**EXERCISE DETAILS**
Transcribe only the part of the material below that begins at the line containing "Target: tree trunk" and ends at the line containing "Target: brown speckled plumage", with both kept and images left out.

**DATA PROVIDED**
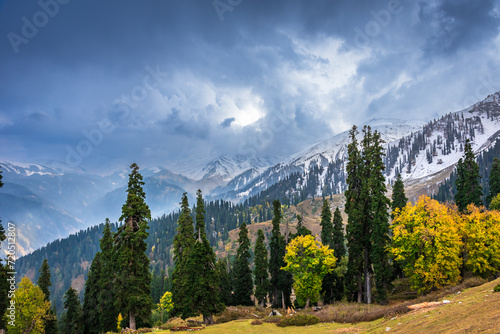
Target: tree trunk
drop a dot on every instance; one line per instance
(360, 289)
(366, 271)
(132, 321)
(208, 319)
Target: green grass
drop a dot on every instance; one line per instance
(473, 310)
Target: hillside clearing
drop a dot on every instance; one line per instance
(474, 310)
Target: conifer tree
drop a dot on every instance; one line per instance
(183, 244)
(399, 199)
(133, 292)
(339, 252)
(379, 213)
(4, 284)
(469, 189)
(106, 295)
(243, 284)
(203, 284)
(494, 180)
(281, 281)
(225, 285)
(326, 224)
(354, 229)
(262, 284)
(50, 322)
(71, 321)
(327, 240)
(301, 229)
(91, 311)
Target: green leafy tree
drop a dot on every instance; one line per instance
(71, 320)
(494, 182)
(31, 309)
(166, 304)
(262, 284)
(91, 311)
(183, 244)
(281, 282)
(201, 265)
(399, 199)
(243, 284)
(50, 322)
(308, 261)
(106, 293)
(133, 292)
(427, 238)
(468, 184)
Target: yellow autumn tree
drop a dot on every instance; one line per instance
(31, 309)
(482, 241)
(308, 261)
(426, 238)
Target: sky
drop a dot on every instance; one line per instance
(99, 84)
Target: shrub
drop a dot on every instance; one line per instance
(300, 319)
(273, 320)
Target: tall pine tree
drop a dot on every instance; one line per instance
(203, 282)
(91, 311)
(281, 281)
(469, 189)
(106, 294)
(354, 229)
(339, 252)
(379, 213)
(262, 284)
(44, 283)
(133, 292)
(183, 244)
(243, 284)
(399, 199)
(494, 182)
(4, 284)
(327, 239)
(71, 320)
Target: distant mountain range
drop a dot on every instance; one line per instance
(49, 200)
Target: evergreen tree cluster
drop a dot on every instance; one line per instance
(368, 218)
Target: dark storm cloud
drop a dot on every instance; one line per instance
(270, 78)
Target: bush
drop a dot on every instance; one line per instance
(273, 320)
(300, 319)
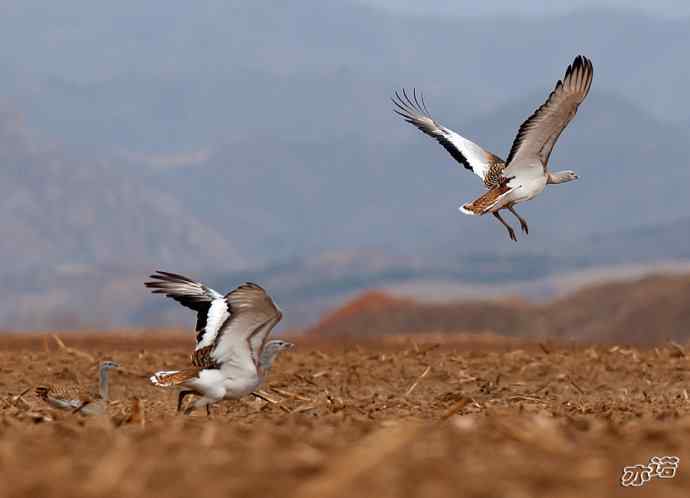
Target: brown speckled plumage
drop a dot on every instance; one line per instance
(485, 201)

--

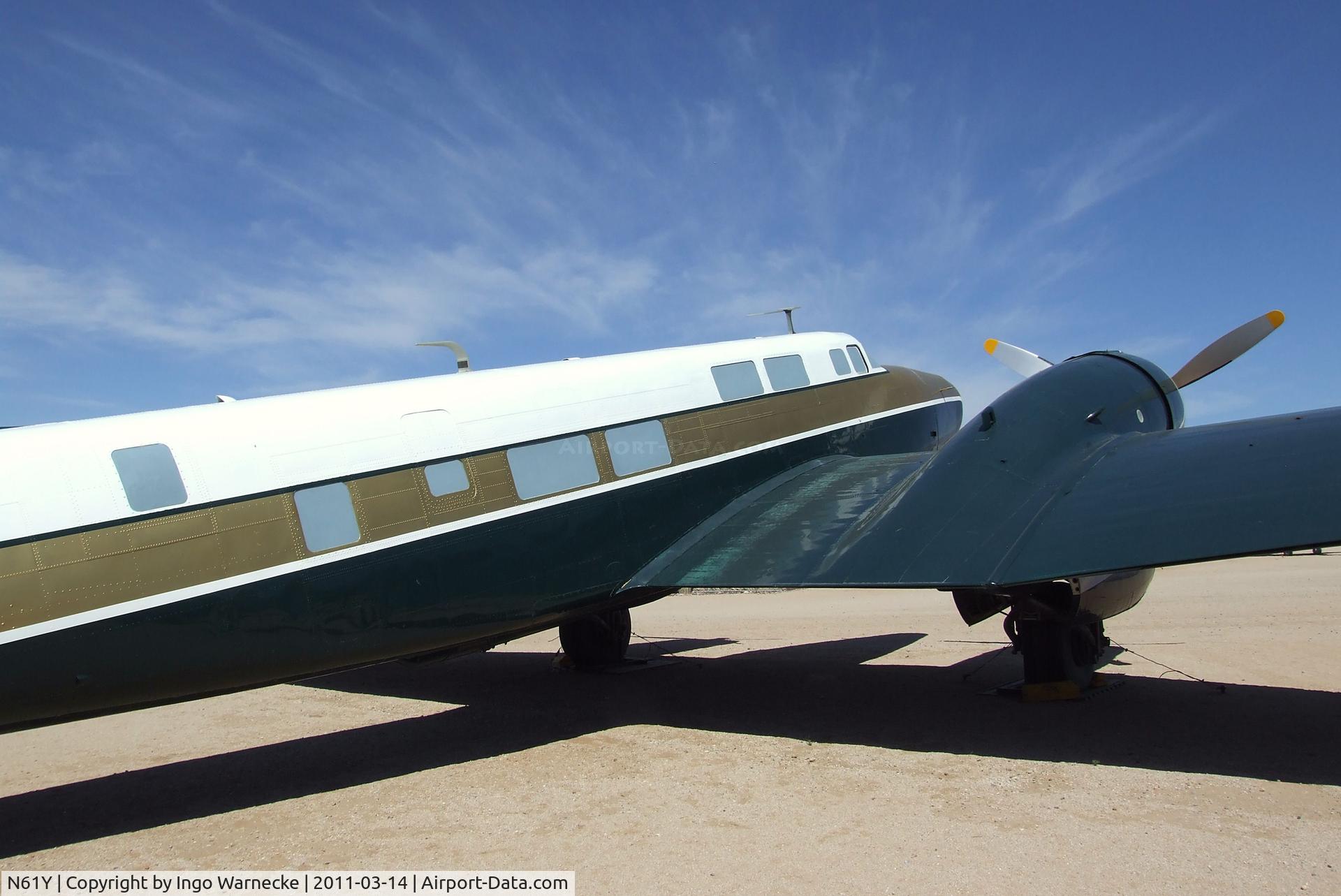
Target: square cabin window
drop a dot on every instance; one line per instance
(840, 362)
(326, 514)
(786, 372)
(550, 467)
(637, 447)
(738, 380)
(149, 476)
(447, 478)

**REPLY**
Target: tree trunk
drop a dot on every instance; one line per instance
(360, 289)
(366, 271)
(132, 321)
(208, 319)
Target: green grass
drop a dot on every instance; one line per instance
(473, 310)
Target: hillside clearing
drop a dot on every instance; one line per instance
(474, 310)
Target: conifer tree
drop a dot on every instance; one line per instance
(183, 244)
(399, 199)
(133, 292)
(339, 252)
(379, 213)
(4, 284)
(469, 189)
(106, 295)
(243, 284)
(203, 284)
(494, 180)
(281, 281)
(225, 285)
(326, 224)
(354, 229)
(262, 284)
(50, 322)
(71, 321)
(327, 240)
(301, 229)
(91, 311)
Target: green leafy tree
drop a dot on every instance; one line per instance
(71, 320)
(494, 182)
(31, 309)
(166, 304)
(262, 284)
(91, 311)
(183, 244)
(281, 282)
(201, 265)
(399, 199)
(243, 284)
(50, 322)
(308, 261)
(106, 293)
(133, 292)
(427, 238)
(468, 184)
Target: yellow autumn tree
drop a dot on every instance; one line per instance
(31, 309)
(482, 241)
(308, 261)
(426, 238)
Target: sky
drop a dot on every instance; one line per instance
(99, 84)
Target: shrub
drop a dot on every instance; one line per instance
(300, 319)
(273, 320)
Target: tall pine tree
drop a dot on every instance; one line per instance
(203, 282)
(91, 311)
(281, 281)
(469, 189)
(106, 294)
(354, 229)
(339, 252)
(379, 213)
(262, 284)
(44, 283)
(133, 292)
(183, 244)
(243, 284)
(399, 199)
(494, 182)
(4, 284)
(327, 239)
(71, 320)
Target: distant mountain range
drop a dot on every instance; one line per instance
(49, 200)
Target: evergreen tree cluster
drop a dot on every instance; one line per instance
(368, 218)
Target: dark storm cloud
drop a dot on every instance; one line per instance
(270, 78)
Target: bush
drop a dot on every instance; one line per instance
(273, 320)
(300, 319)
Target: brown speckled plumage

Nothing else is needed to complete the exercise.